OBJECTIVE:
Locate every line in the data below that contains the word "figurine", and copy each of those lines.

RECORDS FOR THE TASK:

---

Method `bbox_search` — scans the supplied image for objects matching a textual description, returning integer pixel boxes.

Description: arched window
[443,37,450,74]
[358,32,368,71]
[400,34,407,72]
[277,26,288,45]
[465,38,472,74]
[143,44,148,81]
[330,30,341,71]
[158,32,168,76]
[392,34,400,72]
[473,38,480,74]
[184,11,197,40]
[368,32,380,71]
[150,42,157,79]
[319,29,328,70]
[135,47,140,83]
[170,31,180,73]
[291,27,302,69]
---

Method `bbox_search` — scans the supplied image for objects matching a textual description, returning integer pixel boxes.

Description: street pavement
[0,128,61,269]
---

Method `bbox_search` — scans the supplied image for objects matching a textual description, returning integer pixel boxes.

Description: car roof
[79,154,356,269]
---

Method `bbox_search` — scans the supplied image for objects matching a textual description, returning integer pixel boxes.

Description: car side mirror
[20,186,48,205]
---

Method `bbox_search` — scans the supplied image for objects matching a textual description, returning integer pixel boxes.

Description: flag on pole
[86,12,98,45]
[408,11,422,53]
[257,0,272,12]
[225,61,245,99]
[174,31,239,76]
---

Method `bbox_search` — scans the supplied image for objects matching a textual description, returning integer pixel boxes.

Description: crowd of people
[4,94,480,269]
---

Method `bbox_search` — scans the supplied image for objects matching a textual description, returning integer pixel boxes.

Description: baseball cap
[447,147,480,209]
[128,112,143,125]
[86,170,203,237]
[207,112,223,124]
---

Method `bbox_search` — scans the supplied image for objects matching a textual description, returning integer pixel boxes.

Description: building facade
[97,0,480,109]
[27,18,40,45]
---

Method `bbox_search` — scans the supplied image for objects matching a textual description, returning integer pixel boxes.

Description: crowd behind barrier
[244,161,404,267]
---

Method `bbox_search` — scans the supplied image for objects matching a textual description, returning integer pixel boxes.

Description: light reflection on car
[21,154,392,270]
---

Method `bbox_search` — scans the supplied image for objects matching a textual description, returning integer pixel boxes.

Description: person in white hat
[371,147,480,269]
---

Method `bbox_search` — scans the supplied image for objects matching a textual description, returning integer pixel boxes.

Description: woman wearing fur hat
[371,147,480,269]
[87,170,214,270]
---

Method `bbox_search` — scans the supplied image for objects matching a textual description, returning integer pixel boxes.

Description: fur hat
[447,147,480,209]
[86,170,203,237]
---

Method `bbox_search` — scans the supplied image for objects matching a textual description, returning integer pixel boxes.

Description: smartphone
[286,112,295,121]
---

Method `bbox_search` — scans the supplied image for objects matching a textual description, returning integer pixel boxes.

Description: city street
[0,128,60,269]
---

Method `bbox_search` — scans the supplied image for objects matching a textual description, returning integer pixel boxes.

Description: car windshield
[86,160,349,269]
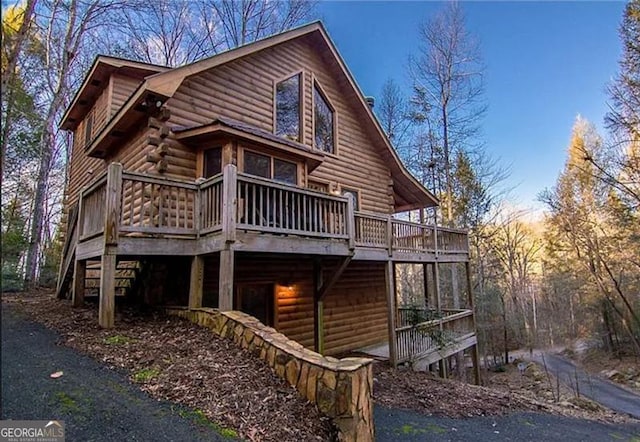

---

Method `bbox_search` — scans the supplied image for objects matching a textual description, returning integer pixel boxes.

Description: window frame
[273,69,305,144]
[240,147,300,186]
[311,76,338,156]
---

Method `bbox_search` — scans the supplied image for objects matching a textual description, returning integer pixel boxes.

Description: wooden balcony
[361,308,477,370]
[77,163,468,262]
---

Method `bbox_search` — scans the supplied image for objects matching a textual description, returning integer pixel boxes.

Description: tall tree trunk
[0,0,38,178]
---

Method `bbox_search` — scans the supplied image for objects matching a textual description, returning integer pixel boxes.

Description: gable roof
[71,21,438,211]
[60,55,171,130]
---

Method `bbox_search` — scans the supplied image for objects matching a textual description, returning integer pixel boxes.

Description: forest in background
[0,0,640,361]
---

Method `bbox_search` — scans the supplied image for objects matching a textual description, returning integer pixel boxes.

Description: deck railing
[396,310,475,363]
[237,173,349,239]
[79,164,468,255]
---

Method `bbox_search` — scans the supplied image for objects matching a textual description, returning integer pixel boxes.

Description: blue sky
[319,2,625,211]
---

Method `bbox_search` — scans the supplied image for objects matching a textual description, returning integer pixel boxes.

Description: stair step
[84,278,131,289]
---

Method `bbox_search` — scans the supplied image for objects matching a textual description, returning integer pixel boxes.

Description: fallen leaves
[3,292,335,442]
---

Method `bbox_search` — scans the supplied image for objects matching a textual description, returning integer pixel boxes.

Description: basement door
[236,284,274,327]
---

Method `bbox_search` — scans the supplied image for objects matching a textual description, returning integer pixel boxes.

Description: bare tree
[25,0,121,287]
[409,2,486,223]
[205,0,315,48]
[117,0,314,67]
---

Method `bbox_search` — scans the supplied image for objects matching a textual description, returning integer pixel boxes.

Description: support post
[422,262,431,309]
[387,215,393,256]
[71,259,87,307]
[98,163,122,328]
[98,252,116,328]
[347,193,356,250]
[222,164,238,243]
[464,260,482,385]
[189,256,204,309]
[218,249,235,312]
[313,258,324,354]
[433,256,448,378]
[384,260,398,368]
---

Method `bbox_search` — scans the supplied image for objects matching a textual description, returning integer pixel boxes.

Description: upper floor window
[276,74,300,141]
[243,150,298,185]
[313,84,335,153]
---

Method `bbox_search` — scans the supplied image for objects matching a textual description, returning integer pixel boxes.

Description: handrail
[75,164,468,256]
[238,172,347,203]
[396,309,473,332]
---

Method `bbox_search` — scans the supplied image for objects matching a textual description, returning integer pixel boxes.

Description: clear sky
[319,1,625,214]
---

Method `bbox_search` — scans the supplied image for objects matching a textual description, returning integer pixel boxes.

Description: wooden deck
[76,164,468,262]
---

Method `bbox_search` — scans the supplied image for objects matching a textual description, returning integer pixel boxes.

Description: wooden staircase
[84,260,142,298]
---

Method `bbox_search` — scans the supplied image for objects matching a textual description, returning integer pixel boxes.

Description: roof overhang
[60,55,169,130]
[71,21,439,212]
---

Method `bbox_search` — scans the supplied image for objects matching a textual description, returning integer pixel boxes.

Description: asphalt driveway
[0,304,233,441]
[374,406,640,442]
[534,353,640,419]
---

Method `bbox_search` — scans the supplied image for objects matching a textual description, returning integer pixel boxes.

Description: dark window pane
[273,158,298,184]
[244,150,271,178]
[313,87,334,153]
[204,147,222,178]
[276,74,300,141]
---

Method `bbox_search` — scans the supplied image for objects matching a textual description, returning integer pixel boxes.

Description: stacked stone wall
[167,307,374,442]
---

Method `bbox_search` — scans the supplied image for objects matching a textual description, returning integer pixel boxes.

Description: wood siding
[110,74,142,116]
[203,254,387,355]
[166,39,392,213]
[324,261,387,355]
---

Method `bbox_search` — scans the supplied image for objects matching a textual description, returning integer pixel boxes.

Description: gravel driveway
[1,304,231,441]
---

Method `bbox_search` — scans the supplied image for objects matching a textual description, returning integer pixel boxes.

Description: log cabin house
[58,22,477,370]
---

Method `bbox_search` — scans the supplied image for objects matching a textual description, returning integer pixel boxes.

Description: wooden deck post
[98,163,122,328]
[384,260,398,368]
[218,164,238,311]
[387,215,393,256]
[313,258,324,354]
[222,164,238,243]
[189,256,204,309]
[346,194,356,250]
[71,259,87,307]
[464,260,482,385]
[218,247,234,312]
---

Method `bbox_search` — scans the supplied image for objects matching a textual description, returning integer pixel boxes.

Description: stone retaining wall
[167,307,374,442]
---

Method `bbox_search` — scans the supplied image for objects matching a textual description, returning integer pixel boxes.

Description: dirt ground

==

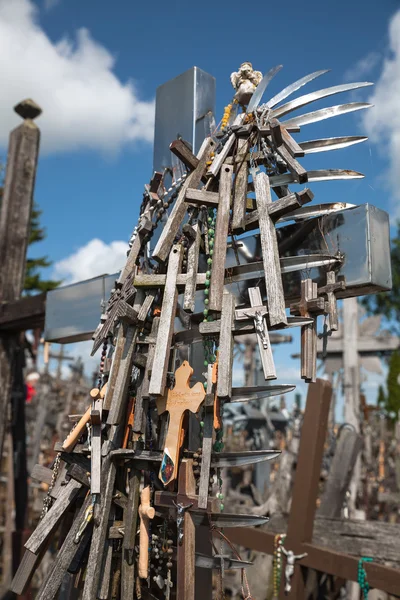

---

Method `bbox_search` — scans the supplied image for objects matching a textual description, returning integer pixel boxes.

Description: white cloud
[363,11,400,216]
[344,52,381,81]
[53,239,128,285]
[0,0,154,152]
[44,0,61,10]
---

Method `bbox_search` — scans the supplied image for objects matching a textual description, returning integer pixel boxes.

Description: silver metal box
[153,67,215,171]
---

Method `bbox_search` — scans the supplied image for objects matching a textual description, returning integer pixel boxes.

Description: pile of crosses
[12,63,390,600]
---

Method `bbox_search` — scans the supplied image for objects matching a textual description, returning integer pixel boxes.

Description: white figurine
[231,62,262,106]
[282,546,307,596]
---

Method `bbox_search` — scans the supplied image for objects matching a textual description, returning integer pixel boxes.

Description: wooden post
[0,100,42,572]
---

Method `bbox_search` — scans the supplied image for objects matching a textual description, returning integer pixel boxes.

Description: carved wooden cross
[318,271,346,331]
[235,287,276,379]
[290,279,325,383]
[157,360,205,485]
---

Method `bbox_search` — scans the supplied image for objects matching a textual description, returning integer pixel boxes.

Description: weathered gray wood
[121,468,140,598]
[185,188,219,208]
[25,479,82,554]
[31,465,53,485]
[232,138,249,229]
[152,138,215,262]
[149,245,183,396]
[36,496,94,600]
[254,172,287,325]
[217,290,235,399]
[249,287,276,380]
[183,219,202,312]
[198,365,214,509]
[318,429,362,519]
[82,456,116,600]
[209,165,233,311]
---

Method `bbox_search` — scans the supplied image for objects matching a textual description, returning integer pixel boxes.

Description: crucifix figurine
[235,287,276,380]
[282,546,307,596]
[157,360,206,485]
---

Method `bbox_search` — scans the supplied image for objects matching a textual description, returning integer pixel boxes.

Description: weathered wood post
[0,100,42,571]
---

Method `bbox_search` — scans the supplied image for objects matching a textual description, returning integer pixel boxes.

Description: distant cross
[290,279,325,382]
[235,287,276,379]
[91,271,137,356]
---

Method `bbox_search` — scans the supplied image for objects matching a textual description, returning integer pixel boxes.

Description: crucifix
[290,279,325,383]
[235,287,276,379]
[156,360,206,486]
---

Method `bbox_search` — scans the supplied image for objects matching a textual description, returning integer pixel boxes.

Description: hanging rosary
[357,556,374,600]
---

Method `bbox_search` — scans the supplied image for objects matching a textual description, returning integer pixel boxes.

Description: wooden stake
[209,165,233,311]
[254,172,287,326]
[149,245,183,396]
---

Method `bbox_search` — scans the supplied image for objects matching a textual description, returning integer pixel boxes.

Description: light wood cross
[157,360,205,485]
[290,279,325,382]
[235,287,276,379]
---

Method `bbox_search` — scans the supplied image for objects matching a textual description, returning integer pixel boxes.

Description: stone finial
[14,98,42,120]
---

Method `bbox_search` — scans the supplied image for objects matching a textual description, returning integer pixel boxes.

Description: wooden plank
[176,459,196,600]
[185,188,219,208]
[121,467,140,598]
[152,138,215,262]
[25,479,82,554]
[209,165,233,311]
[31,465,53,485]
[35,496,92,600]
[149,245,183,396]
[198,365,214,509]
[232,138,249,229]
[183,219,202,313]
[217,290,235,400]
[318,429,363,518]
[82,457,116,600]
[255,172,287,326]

RESPONSE TO THE TASK:
Description: white figurine
Description: crucifix figurine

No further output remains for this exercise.